About this exercise
Each line with the word "chrome" must appear in the answer, copied from the records.

Stored data
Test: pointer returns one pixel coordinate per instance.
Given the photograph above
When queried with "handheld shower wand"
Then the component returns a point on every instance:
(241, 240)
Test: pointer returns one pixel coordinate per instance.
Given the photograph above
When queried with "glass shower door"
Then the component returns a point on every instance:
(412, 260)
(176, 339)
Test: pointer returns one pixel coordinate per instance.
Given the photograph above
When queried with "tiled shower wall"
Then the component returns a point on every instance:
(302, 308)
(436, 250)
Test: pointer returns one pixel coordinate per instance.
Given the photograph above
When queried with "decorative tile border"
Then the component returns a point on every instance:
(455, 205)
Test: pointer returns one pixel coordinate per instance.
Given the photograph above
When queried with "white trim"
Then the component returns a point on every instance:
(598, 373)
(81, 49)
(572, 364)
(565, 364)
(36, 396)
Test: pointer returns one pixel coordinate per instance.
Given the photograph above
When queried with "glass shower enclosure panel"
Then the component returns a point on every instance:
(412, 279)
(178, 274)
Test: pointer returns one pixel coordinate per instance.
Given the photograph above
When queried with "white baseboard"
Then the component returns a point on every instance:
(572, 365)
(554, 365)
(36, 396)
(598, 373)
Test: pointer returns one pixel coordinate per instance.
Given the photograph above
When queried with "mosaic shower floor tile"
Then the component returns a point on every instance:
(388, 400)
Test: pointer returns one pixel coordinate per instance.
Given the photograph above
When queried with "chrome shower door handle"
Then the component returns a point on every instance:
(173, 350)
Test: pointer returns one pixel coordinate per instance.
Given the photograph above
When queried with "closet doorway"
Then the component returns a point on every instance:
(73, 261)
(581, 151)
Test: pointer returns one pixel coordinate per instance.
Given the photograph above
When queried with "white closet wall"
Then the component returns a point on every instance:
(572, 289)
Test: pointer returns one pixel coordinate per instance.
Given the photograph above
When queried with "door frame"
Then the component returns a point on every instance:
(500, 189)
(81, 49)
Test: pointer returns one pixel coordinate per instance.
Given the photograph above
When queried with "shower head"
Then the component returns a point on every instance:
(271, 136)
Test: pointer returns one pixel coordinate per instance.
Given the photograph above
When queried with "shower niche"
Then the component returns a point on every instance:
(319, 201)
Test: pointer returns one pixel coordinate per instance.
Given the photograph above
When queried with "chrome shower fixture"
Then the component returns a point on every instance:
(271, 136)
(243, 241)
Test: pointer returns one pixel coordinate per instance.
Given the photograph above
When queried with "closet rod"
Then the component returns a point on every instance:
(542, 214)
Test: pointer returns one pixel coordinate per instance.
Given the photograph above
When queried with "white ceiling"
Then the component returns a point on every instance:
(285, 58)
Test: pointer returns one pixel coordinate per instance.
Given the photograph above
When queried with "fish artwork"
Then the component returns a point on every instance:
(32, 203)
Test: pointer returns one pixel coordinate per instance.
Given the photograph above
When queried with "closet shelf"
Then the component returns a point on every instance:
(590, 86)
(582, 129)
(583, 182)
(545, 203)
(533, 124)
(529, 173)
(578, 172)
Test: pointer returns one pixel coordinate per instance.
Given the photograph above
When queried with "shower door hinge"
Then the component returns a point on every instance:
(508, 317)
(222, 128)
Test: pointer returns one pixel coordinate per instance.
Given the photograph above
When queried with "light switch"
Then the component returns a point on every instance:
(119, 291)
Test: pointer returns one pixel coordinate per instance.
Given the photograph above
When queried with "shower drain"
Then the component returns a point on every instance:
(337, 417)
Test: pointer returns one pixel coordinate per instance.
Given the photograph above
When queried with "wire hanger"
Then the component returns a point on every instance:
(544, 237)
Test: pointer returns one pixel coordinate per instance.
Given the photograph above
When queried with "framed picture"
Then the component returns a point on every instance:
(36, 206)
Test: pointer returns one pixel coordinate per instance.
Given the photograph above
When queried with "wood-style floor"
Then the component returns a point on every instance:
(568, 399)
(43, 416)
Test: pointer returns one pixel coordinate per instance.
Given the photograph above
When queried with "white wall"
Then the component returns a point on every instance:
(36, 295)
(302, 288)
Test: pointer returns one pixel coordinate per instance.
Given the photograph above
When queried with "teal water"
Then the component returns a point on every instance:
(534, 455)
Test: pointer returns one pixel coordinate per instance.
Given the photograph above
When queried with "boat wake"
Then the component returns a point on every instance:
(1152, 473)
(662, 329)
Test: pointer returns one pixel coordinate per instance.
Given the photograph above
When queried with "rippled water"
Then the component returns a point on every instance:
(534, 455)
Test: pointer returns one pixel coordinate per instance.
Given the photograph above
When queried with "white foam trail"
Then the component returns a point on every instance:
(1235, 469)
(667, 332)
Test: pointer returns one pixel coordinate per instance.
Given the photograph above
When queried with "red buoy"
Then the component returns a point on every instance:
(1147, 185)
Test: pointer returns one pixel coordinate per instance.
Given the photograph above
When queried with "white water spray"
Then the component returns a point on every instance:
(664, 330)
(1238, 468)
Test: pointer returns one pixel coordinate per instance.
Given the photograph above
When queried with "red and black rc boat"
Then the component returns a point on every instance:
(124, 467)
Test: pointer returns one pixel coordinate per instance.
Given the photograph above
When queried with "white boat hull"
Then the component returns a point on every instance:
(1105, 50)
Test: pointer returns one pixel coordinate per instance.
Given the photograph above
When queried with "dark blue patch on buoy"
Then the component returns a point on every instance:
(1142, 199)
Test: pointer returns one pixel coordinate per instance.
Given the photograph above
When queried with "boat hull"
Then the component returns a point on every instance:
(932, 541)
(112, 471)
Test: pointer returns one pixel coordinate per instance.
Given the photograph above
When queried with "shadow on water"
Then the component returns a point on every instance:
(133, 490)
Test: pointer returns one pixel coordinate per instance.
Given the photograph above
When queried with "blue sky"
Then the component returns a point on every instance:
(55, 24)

Result of this exercise
When queried with "chrome shower door handle"
When queried with "chrome shower fixture"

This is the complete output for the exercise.